**PROMPT**
Repeat the lines of the listing from the line containing "the red railing" through the line containing "[169,241,174,273]", requests included, adding 85 to every bounding box coordinate in the answers.

**GIVEN DATA**
----------

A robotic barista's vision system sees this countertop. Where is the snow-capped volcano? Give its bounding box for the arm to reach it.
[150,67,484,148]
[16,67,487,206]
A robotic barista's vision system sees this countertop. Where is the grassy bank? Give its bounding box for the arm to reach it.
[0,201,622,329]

----------

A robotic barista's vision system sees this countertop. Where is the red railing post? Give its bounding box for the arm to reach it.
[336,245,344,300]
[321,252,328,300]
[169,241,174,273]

----------

**TASK RESULT**
A robotic barista's vision system sees this countertop. Where is the red railing post? Give its bounding box for the arm to reach it.
[421,330,429,385]
[406,337,413,385]
[254,326,259,358]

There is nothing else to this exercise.